TASK TO COMPLETE - In the records below, how many lines contain the string "cloud"? Matching is case-sensitive; reply with the number only.
+++ SUPPLIED MATERIAL
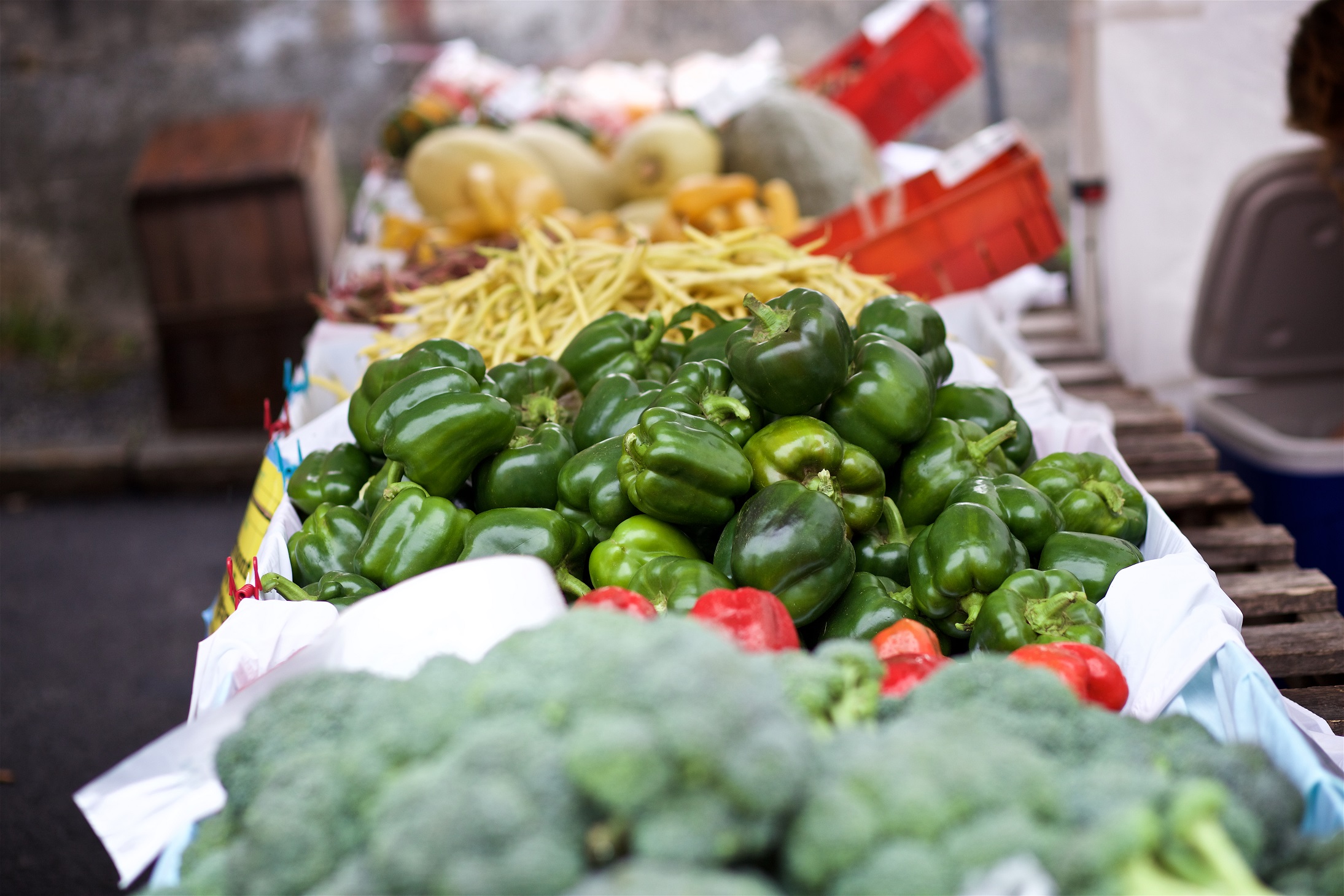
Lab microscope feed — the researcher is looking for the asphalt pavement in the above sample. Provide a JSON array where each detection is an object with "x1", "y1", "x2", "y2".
[{"x1": 0, "y1": 490, "x2": 247, "y2": 895}]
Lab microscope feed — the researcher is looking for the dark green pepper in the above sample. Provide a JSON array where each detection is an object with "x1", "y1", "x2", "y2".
[
  {"x1": 472, "y1": 423, "x2": 574, "y2": 513},
  {"x1": 383, "y1": 392, "x2": 518, "y2": 498},
  {"x1": 457, "y1": 508, "x2": 592, "y2": 599},
  {"x1": 1039, "y1": 532, "x2": 1144, "y2": 603},
  {"x1": 947, "y1": 473, "x2": 1065, "y2": 556},
  {"x1": 589, "y1": 516, "x2": 700, "y2": 589},
  {"x1": 555, "y1": 436, "x2": 640, "y2": 543},
  {"x1": 855, "y1": 293, "x2": 952, "y2": 384},
  {"x1": 1022, "y1": 451, "x2": 1148, "y2": 544},
  {"x1": 627, "y1": 555, "x2": 732, "y2": 612},
  {"x1": 892, "y1": 417, "x2": 1017, "y2": 525},
  {"x1": 742, "y1": 417, "x2": 887, "y2": 532},
  {"x1": 652, "y1": 360, "x2": 761, "y2": 445},
  {"x1": 910, "y1": 504, "x2": 1028, "y2": 638},
  {"x1": 486, "y1": 356, "x2": 583, "y2": 427},
  {"x1": 616, "y1": 407, "x2": 752, "y2": 525},
  {"x1": 823, "y1": 333, "x2": 933, "y2": 468},
  {"x1": 355, "y1": 482, "x2": 476, "y2": 589},
  {"x1": 261, "y1": 572, "x2": 382, "y2": 607},
  {"x1": 286, "y1": 504, "x2": 368, "y2": 585},
  {"x1": 285, "y1": 442, "x2": 372, "y2": 513},
  {"x1": 574, "y1": 374, "x2": 662, "y2": 451},
  {"x1": 732, "y1": 479, "x2": 853, "y2": 626},
  {"x1": 933, "y1": 383, "x2": 1036, "y2": 470},
  {"x1": 727, "y1": 289, "x2": 853, "y2": 415},
  {"x1": 970, "y1": 570, "x2": 1106, "y2": 653},
  {"x1": 853, "y1": 497, "x2": 923, "y2": 587},
  {"x1": 561, "y1": 312, "x2": 666, "y2": 395}
]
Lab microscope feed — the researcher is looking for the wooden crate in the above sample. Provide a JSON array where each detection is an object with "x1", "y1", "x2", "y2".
[{"x1": 130, "y1": 109, "x2": 343, "y2": 427}]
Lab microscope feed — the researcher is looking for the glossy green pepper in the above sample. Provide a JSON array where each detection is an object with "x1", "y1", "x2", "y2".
[
  {"x1": 732, "y1": 479, "x2": 853, "y2": 626},
  {"x1": 727, "y1": 289, "x2": 853, "y2": 415},
  {"x1": 855, "y1": 293, "x2": 952, "y2": 384},
  {"x1": 970, "y1": 570, "x2": 1106, "y2": 653},
  {"x1": 486, "y1": 356, "x2": 583, "y2": 427},
  {"x1": 1022, "y1": 451, "x2": 1148, "y2": 544},
  {"x1": 898, "y1": 417, "x2": 1017, "y2": 525},
  {"x1": 853, "y1": 497, "x2": 923, "y2": 587},
  {"x1": 947, "y1": 473, "x2": 1065, "y2": 556},
  {"x1": 574, "y1": 374, "x2": 662, "y2": 451},
  {"x1": 383, "y1": 392, "x2": 518, "y2": 498},
  {"x1": 555, "y1": 436, "x2": 640, "y2": 543},
  {"x1": 616, "y1": 407, "x2": 752, "y2": 525},
  {"x1": 286, "y1": 504, "x2": 368, "y2": 585},
  {"x1": 627, "y1": 556, "x2": 732, "y2": 612},
  {"x1": 589, "y1": 514, "x2": 700, "y2": 589},
  {"x1": 652, "y1": 360, "x2": 761, "y2": 445},
  {"x1": 742, "y1": 417, "x2": 887, "y2": 532},
  {"x1": 457, "y1": 508, "x2": 592, "y2": 599},
  {"x1": 821, "y1": 333, "x2": 933, "y2": 468},
  {"x1": 561, "y1": 312, "x2": 666, "y2": 395},
  {"x1": 933, "y1": 383, "x2": 1036, "y2": 469},
  {"x1": 261, "y1": 572, "x2": 382, "y2": 607},
  {"x1": 355, "y1": 482, "x2": 476, "y2": 589},
  {"x1": 1039, "y1": 532, "x2": 1144, "y2": 603},
  {"x1": 472, "y1": 423, "x2": 574, "y2": 513},
  {"x1": 285, "y1": 442, "x2": 372, "y2": 513},
  {"x1": 910, "y1": 504, "x2": 1028, "y2": 638}
]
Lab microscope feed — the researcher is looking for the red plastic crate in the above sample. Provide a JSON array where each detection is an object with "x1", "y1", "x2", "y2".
[
  {"x1": 799, "y1": 0, "x2": 980, "y2": 144},
  {"x1": 793, "y1": 144, "x2": 1065, "y2": 298}
]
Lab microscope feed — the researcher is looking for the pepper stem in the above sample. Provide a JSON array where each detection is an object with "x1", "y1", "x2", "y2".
[
  {"x1": 966, "y1": 420, "x2": 1017, "y2": 466},
  {"x1": 742, "y1": 293, "x2": 791, "y2": 339},
  {"x1": 1083, "y1": 479, "x2": 1125, "y2": 514}
]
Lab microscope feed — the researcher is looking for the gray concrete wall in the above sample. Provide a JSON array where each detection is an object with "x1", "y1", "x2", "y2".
[{"x1": 0, "y1": 0, "x2": 1067, "y2": 354}]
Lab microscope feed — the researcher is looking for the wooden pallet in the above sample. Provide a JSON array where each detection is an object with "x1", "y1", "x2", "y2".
[{"x1": 1022, "y1": 309, "x2": 1344, "y2": 735}]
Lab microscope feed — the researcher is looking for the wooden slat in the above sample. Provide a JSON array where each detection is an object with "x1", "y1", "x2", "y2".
[
  {"x1": 1280, "y1": 685, "x2": 1344, "y2": 735},
  {"x1": 1218, "y1": 568, "x2": 1344, "y2": 620},
  {"x1": 1242, "y1": 614, "x2": 1344, "y2": 678},
  {"x1": 1181, "y1": 524, "x2": 1297, "y2": 570}
]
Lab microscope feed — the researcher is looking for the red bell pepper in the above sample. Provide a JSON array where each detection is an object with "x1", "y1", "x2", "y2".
[
  {"x1": 689, "y1": 589, "x2": 799, "y2": 652},
  {"x1": 574, "y1": 584, "x2": 659, "y2": 619}
]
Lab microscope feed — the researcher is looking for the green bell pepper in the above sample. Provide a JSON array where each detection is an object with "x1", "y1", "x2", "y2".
[
  {"x1": 820, "y1": 572, "x2": 927, "y2": 641},
  {"x1": 970, "y1": 570, "x2": 1106, "y2": 653},
  {"x1": 555, "y1": 436, "x2": 640, "y2": 543},
  {"x1": 616, "y1": 407, "x2": 752, "y2": 525},
  {"x1": 1039, "y1": 532, "x2": 1144, "y2": 603},
  {"x1": 561, "y1": 312, "x2": 666, "y2": 395},
  {"x1": 574, "y1": 374, "x2": 662, "y2": 451},
  {"x1": 910, "y1": 504, "x2": 1028, "y2": 638},
  {"x1": 742, "y1": 417, "x2": 887, "y2": 532},
  {"x1": 732, "y1": 479, "x2": 853, "y2": 626},
  {"x1": 650, "y1": 360, "x2": 761, "y2": 445},
  {"x1": 261, "y1": 572, "x2": 382, "y2": 607},
  {"x1": 1022, "y1": 451, "x2": 1148, "y2": 544},
  {"x1": 853, "y1": 497, "x2": 923, "y2": 587},
  {"x1": 627, "y1": 555, "x2": 732, "y2": 612},
  {"x1": 589, "y1": 514, "x2": 702, "y2": 589},
  {"x1": 727, "y1": 289, "x2": 853, "y2": 415},
  {"x1": 947, "y1": 473, "x2": 1065, "y2": 556},
  {"x1": 355, "y1": 482, "x2": 476, "y2": 589},
  {"x1": 285, "y1": 442, "x2": 372, "y2": 513},
  {"x1": 933, "y1": 383, "x2": 1036, "y2": 470},
  {"x1": 286, "y1": 504, "x2": 368, "y2": 585},
  {"x1": 457, "y1": 508, "x2": 592, "y2": 599},
  {"x1": 486, "y1": 355, "x2": 583, "y2": 427},
  {"x1": 898, "y1": 417, "x2": 1017, "y2": 525},
  {"x1": 383, "y1": 392, "x2": 518, "y2": 498},
  {"x1": 855, "y1": 293, "x2": 952, "y2": 384},
  {"x1": 472, "y1": 423, "x2": 574, "y2": 513},
  {"x1": 823, "y1": 333, "x2": 933, "y2": 466}
]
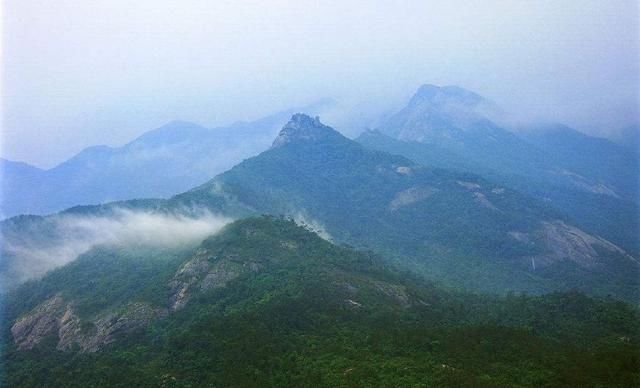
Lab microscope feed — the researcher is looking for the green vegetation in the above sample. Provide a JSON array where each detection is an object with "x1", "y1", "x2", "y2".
[{"x1": 2, "y1": 217, "x2": 640, "y2": 387}]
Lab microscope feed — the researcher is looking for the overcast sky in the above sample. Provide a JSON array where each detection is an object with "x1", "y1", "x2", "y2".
[{"x1": 2, "y1": 0, "x2": 640, "y2": 167}]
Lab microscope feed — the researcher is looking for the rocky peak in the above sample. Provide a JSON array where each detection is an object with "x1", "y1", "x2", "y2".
[{"x1": 271, "y1": 113, "x2": 337, "y2": 148}]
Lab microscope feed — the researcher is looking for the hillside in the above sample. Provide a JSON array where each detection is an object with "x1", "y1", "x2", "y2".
[
  {"x1": 0, "y1": 100, "x2": 331, "y2": 217},
  {"x1": 2, "y1": 217, "x2": 639, "y2": 386}
]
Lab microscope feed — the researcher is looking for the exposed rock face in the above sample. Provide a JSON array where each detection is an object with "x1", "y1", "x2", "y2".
[
  {"x1": 389, "y1": 186, "x2": 438, "y2": 211},
  {"x1": 11, "y1": 295, "x2": 164, "y2": 352},
  {"x1": 169, "y1": 250, "x2": 249, "y2": 311},
  {"x1": 381, "y1": 85, "x2": 501, "y2": 143},
  {"x1": 271, "y1": 113, "x2": 341, "y2": 148},
  {"x1": 374, "y1": 281, "x2": 410, "y2": 308},
  {"x1": 509, "y1": 220, "x2": 637, "y2": 268}
]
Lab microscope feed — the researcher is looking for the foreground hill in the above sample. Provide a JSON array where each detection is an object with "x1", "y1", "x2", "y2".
[
  {"x1": 357, "y1": 85, "x2": 640, "y2": 253},
  {"x1": 0, "y1": 114, "x2": 640, "y2": 303},
  {"x1": 1, "y1": 217, "x2": 639, "y2": 387},
  {"x1": 0, "y1": 101, "x2": 330, "y2": 217},
  {"x1": 170, "y1": 115, "x2": 639, "y2": 301}
]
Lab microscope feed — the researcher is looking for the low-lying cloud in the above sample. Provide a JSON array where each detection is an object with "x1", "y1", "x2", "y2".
[{"x1": 0, "y1": 209, "x2": 232, "y2": 288}]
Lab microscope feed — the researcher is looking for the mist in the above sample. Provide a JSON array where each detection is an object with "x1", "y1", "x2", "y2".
[
  {"x1": 2, "y1": 209, "x2": 232, "y2": 286},
  {"x1": 1, "y1": 0, "x2": 640, "y2": 167}
]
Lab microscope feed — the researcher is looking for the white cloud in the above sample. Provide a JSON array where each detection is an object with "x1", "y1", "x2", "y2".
[{"x1": 2, "y1": 209, "x2": 231, "y2": 284}]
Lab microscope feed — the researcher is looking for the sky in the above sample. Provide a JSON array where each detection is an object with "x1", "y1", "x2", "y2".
[{"x1": 0, "y1": 0, "x2": 640, "y2": 168}]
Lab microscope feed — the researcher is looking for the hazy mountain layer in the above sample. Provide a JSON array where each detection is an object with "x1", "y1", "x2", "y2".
[
  {"x1": 358, "y1": 85, "x2": 640, "y2": 253},
  {"x1": 0, "y1": 101, "x2": 330, "y2": 217}
]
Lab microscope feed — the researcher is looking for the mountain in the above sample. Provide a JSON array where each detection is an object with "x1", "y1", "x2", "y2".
[
  {"x1": 0, "y1": 100, "x2": 331, "y2": 217},
  {"x1": 171, "y1": 115, "x2": 639, "y2": 300},
  {"x1": 0, "y1": 114, "x2": 640, "y2": 302},
  {"x1": 357, "y1": 85, "x2": 640, "y2": 253},
  {"x1": 0, "y1": 217, "x2": 640, "y2": 387}
]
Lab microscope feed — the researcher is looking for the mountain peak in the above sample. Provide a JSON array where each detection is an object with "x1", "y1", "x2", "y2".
[
  {"x1": 409, "y1": 84, "x2": 485, "y2": 106},
  {"x1": 271, "y1": 113, "x2": 338, "y2": 148}
]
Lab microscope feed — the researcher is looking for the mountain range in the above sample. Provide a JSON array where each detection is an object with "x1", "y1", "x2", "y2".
[
  {"x1": 2, "y1": 110, "x2": 640, "y2": 301},
  {"x1": 0, "y1": 99, "x2": 333, "y2": 217},
  {"x1": 357, "y1": 85, "x2": 640, "y2": 253},
  {"x1": 0, "y1": 217, "x2": 638, "y2": 387},
  {"x1": 0, "y1": 85, "x2": 640, "y2": 387}
]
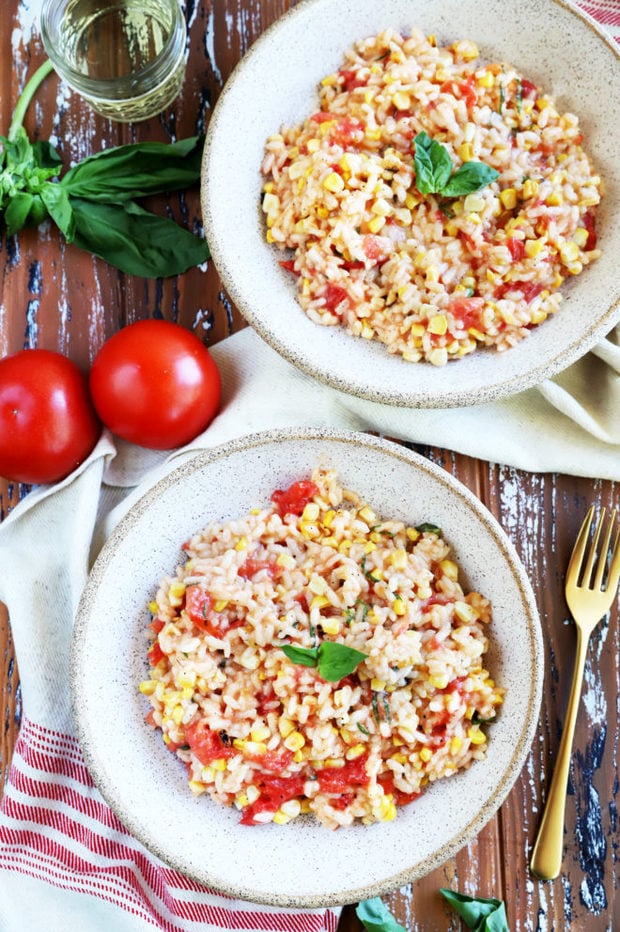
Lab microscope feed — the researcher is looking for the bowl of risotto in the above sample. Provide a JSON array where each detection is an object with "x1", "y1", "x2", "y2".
[
  {"x1": 71, "y1": 429, "x2": 543, "y2": 908},
  {"x1": 202, "y1": 0, "x2": 620, "y2": 407}
]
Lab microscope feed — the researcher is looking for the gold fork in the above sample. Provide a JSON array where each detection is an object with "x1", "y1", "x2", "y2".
[{"x1": 530, "y1": 506, "x2": 620, "y2": 880}]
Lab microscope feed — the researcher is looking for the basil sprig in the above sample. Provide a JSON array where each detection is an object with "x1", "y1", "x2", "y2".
[
  {"x1": 0, "y1": 61, "x2": 209, "y2": 278},
  {"x1": 355, "y1": 896, "x2": 405, "y2": 932},
  {"x1": 281, "y1": 641, "x2": 366, "y2": 683},
  {"x1": 413, "y1": 131, "x2": 499, "y2": 197},
  {"x1": 440, "y1": 887, "x2": 510, "y2": 932}
]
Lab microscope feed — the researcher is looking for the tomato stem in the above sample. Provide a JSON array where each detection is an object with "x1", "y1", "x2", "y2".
[{"x1": 8, "y1": 58, "x2": 54, "y2": 141}]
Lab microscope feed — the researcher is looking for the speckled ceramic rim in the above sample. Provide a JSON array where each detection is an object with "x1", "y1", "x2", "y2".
[
  {"x1": 201, "y1": 0, "x2": 620, "y2": 408},
  {"x1": 70, "y1": 429, "x2": 544, "y2": 909}
]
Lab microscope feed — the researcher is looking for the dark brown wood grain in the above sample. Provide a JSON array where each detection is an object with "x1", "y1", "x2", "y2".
[{"x1": 0, "y1": 0, "x2": 620, "y2": 932}]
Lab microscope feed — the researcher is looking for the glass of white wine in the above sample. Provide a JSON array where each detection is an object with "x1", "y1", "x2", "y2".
[{"x1": 41, "y1": 0, "x2": 187, "y2": 123}]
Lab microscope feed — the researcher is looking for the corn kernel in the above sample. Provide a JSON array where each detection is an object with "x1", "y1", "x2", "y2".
[
  {"x1": 426, "y1": 314, "x2": 448, "y2": 336},
  {"x1": 368, "y1": 217, "x2": 385, "y2": 233},
  {"x1": 373, "y1": 793, "x2": 396, "y2": 822},
  {"x1": 250, "y1": 722, "x2": 271, "y2": 741},
  {"x1": 323, "y1": 172, "x2": 344, "y2": 194},
  {"x1": 467, "y1": 725, "x2": 487, "y2": 744},
  {"x1": 463, "y1": 191, "x2": 486, "y2": 214},
  {"x1": 321, "y1": 616, "x2": 340, "y2": 635},
  {"x1": 499, "y1": 188, "x2": 517, "y2": 210},
  {"x1": 284, "y1": 731, "x2": 306, "y2": 751},
  {"x1": 525, "y1": 239, "x2": 545, "y2": 259},
  {"x1": 476, "y1": 70, "x2": 495, "y2": 87},
  {"x1": 392, "y1": 91, "x2": 411, "y2": 110},
  {"x1": 559, "y1": 241, "x2": 579, "y2": 264}
]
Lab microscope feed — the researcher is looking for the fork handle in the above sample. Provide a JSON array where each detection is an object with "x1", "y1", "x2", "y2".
[{"x1": 530, "y1": 628, "x2": 588, "y2": 880}]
++++++
REPLY - 2